Given task 1: In the climate activism piece, where does Frieda plan to demonstrate on Friday?
Given task 2: Does each statement agree with the climate activism piece? Answer yes or no for each, quoting the deciding words. (a) Greta Thunberg is sixteen. (b) The Guardian renamed climate change as "global heating." (c) Sixty-seven people were arrested over the banner.
Given task 3: Please return the part of the climate activism piece that begins at the words "Well, everyone needs" and stops after "whatever they wanted.".
### Text segment ###
Frieda is fighting Fox News on Friday

Climate activists are using children to avoid pushback. It won't work and it could create psychological problems for the kids


O kay, her name isn't really Frieda. She's a little 14-year-old girl. In an op-ed at The Guardian, she writes: “We dropped a banner the length of the Times building that declared ‘Climate Emergency = Mass Murder.’ Sixty-seven of us got arrested.” She's upset about the lack of news coverage on global warming, so she plans to demonstrate in front of the Fox News building in New York on Friday.

Well, everyone needs a hobby. But what's the deal with activists using children as advocates for climate change? Everyone remembers what being a kid was like: how everything seemed like an emergency, how no one ever listened, and worst of all how everyone kept putting words in our mouths. No matter what you said, the grownups would twist it around to make it mean whatever they wanted.

That's what the warmers are doing. You probably heard about Greta Thunberg, the Swedish girl who got nominated for the Nobel Peace Prize for the idea of a “climate strike.” She's sixteen and therefore un-criticizable as well.

Recently The Guardian officially renamed global warming as “global heating” and climate change as “climate emergency,” but even that wasn't enough. There's also something called “climate apartheid.” The UN goes further: “climate genocide” is coming, and Google's Climate Holocaust page says there are “huge numbers of deaths already from intentional carbon burning and climate change despite knowledge of the consequences.” They're claiming that up to ten billion people will die from global warming this century, more than the current population of the planet.

These are all attempts to reduce global warming to a moral issue in order to avoid discussing the science and demand immediate action. Nobody would consider debating scientific evidence with a little kid; we all recognize that they're incapable of understanding it. As one commentator remarked, their purpose is to act as human shields: to prevent discussion.
### Entries ###
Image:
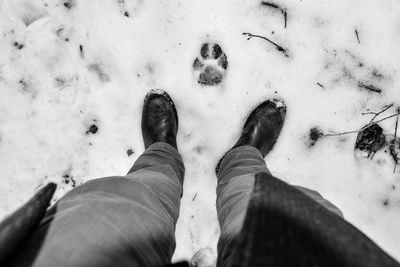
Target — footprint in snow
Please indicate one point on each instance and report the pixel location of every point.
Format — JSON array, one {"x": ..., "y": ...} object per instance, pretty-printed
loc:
[{"x": 210, "y": 67}]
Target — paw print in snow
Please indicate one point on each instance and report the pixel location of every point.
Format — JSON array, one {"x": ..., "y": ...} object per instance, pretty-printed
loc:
[{"x": 210, "y": 67}]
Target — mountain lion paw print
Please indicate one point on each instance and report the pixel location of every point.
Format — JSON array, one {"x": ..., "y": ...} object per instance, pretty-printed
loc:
[{"x": 210, "y": 67}]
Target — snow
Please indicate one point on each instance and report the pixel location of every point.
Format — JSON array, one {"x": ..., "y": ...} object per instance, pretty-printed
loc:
[{"x": 68, "y": 65}]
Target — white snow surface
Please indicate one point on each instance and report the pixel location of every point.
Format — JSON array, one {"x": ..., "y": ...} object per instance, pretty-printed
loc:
[{"x": 51, "y": 92}]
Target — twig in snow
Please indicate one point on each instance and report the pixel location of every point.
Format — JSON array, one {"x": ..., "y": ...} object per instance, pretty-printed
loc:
[
  {"x": 392, "y": 148},
  {"x": 278, "y": 47},
  {"x": 376, "y": 114},
  {"x": 338, "y": 134},
  {"x": 358, "y": 38},
  {"x": 375, "y": 122},
  {"x": 275, "y": 6},
  {"x": 366, "y": 126},
  {"x": 370, "y": 87}
]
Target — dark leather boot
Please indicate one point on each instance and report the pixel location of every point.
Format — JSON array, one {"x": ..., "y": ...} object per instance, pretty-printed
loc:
[
  {"x": 159, "y": 119},
  {"x": 262, "y": 127}
]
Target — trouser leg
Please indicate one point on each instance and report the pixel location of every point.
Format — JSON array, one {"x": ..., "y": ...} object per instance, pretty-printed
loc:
[
  {"x": 114, "y": 221},
  {"x": 235, "y": 184}
]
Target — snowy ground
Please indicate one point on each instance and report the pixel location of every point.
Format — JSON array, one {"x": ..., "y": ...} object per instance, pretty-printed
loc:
[{"x": 66, "y": 66}]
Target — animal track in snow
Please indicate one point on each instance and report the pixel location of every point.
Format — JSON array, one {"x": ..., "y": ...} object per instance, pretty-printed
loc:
[{"x": 210, "y": 67}]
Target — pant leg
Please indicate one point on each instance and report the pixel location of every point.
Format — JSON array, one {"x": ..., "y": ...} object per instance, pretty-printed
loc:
[
  {"x": 235, "y": 184},
  {"x": 114, "y": 221}
]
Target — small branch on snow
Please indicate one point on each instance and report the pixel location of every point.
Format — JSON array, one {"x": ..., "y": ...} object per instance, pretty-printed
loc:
[
  {"x": 392, "y": 149},
  {"x": 278, "y": 47},
  {"x": 369, "y": 87},
  {"x": 376, "y": 114}
]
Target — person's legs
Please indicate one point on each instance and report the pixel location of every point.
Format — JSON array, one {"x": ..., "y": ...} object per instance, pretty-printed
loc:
[
  {"x": 236, "y": 174},
  {"x": 114, "y": 221},
  {"x": 118, "y": 221}
]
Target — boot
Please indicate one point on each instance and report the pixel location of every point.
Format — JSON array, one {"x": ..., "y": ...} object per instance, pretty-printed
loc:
[{"x": 262, "y": 127}]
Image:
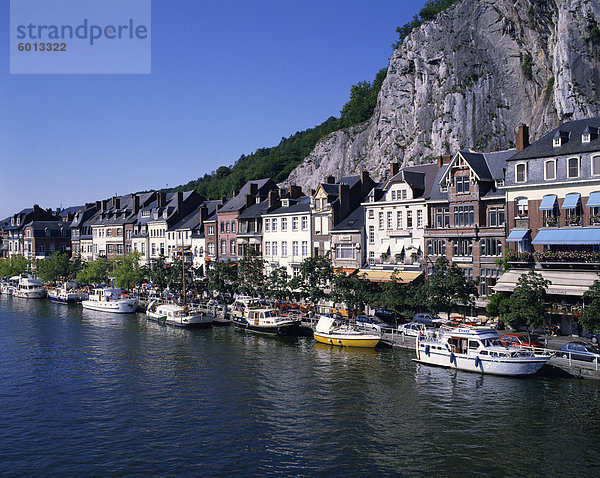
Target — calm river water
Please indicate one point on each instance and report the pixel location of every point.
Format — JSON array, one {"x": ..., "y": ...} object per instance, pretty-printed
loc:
[{"x": 86, "y": 393}]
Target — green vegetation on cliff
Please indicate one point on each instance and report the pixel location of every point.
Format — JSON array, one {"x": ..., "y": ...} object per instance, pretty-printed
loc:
[{"x": 278, "y": 161}]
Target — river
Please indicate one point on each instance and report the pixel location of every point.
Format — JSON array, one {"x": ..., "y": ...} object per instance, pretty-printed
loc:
[{"x": 87, "y": 393}]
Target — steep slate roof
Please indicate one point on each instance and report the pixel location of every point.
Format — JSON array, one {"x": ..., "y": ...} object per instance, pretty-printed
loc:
[{"x": 543, "y": 147}]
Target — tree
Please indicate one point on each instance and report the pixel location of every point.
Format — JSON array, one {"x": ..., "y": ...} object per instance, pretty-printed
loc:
[
  {"x": 51, "y": 268},
  {"x": 352, "y": 289},
  {"x": 13, "y": 266},
  {"x": 95, "y": 272},
  {"x": 277, "y": 284},
  {"x": 251, "y": 279},
  {"x": 527, "y": 305},
  {"x": 314, "y": 277},
  {"x": 447, "y": 287},
  {"x": 127, "y": 271},
  {"x": 590, "y": 319}
]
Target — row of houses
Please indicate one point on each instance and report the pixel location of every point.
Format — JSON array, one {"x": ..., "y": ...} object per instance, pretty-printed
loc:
[{"x": 537, "y": 205}]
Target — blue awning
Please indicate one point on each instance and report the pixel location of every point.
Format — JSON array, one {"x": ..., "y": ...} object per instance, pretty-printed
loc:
[
  {"x": 517, "y": 235},
  {"x": 548, "y": 202},
  {"x": 571, "y": 201},
  {"x": 568, "y": 236},
  {"x": 594, "y": 200}
]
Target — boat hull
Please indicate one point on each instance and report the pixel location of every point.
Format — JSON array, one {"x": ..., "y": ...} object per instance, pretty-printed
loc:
[
  {"x": 124, "y": 306},
  {"x": 470, "y": 363},
  {"x": 347, "y": 341}
]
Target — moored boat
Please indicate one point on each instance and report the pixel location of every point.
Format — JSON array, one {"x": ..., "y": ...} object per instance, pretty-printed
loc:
[
  {"x": 109, "y": 300},
  {"x": 30, "y": 288},
  {"x": 327, "y": 332},
  {"x": 476, "y": 349},
  {"x": 178, "y": 316}
]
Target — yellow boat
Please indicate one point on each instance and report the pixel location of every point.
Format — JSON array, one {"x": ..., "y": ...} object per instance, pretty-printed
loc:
[{"x": 344, "y": 335}]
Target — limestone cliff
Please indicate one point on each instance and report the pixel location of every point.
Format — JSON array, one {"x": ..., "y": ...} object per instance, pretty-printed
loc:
[{"x": 467, "y": 80}]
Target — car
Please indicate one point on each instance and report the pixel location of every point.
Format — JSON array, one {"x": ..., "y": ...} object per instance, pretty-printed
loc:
[
  {"x": 372, "y": 322},
  {"x": 518, "y": 340},
  {"x": 580, "y": 351},
  {"x": 412, "y": 329},
  {"x": 429, "y": 319}
]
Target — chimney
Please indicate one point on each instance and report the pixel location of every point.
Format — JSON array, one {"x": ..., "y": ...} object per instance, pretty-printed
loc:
[
  {"x": 273, "y": 197},
  {"x": 522, "y": 137}
]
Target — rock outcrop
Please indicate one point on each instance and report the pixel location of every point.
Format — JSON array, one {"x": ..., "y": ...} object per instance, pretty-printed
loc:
[{"x": 467, "y": 80}]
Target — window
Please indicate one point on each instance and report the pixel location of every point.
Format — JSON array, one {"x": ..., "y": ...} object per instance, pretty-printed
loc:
[
  {"x": 442, "y": 217},
  {"x": 462, "y": 184},
  {"x": 573, "y": 167},
  {"x": 595, "y": 165},
  {"x": 345, "y": 251},
  {"x": 495, "y": 217},
  {"x": 521, "y": 172},
  {"x": 491, "y": 247},
  {"x": 550, "y": 169},
  {"x": 436, "y": 247},
  {"x": 462, "y": 247}
]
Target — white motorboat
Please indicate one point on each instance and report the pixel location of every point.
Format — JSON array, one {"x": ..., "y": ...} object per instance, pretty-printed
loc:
[
  {"x": 476, "y": 349},
  {"x": 177, "y": 315},
  {"x": 327, "y": 332},
  {"x": 109, "y": 300},
  {"x": 30, "y": 288}
]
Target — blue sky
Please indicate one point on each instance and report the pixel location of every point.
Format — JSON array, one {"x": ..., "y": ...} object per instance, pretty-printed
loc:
[{"x": 227, "y": 78}]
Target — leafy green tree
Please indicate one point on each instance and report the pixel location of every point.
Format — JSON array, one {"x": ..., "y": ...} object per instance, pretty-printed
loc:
[
  {"x": 590, "y": 319},
  {"x": 251, "y": 279},
  {"x": 222, "y": 277},
  {"x": 54, "y": 267},
  {"x": 95, "y": 272},
  {"x": 127, "y": 271},
  {"x": 277, "y": 284},
  {"x": 447, "y": 287},
  {"x": 14, "y": 265},
  {"x": 527, "y": 304},
  {"x": 314, "y": 278}
]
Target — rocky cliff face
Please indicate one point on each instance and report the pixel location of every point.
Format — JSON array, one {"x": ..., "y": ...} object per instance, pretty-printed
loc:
[{"x": 467, "y": 80}]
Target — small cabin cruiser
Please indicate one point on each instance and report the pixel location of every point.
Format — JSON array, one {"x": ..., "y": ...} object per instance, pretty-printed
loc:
[
  {"x": 177, "y": 315},
  {"x": 109, "y": 300},
  {"x": 476, "y": 349},
  {"x": 30, "y": 288},
  {"x": 327, "y": 332}
]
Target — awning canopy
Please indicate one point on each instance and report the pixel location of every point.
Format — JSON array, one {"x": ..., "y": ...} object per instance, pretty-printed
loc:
[
  {"x": 381, "y": 276},
  {"x": 517, "y": 235},
  {"x": 594, "y": 200},
  {"x": 571, "y": 201},
  {"x": 573, "y": 283},
  {"x": 548, "y": 202},
  {"x": 587, "y": 235}
]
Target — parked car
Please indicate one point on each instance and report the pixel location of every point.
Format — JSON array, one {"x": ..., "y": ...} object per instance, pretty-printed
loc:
[
  {"x": 412, "y": 329},
  {"x": 373, "y": 322},
  {"x": 519, "y": 340},
  {"x": 580, "y": 351},
  {"x": 429, "y": 319}
]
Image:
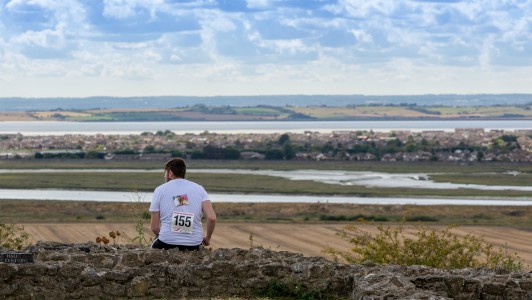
###
Output 1: In front of the Fox News building in New York.

Output 2:
(a) Yes: "She's sixteen and therefore un-criticizable as well."
(b) No: "renamed global warming as “global heating” and climate change as “climate emergency,”"
(c) Yes: "Sixty-seven of us got arrested."

Output 3:
Well, everyone needs a hobby. But what's the deal with activists using children as advocates for climate change? Everyone remembers what being a kid was like: how everything seemed like an emergency, how no one ever listened, and worst of all how everyone kept putting words in our mouths. No matter what you said, the grownups would twist it around to make it mean whatever they wanted.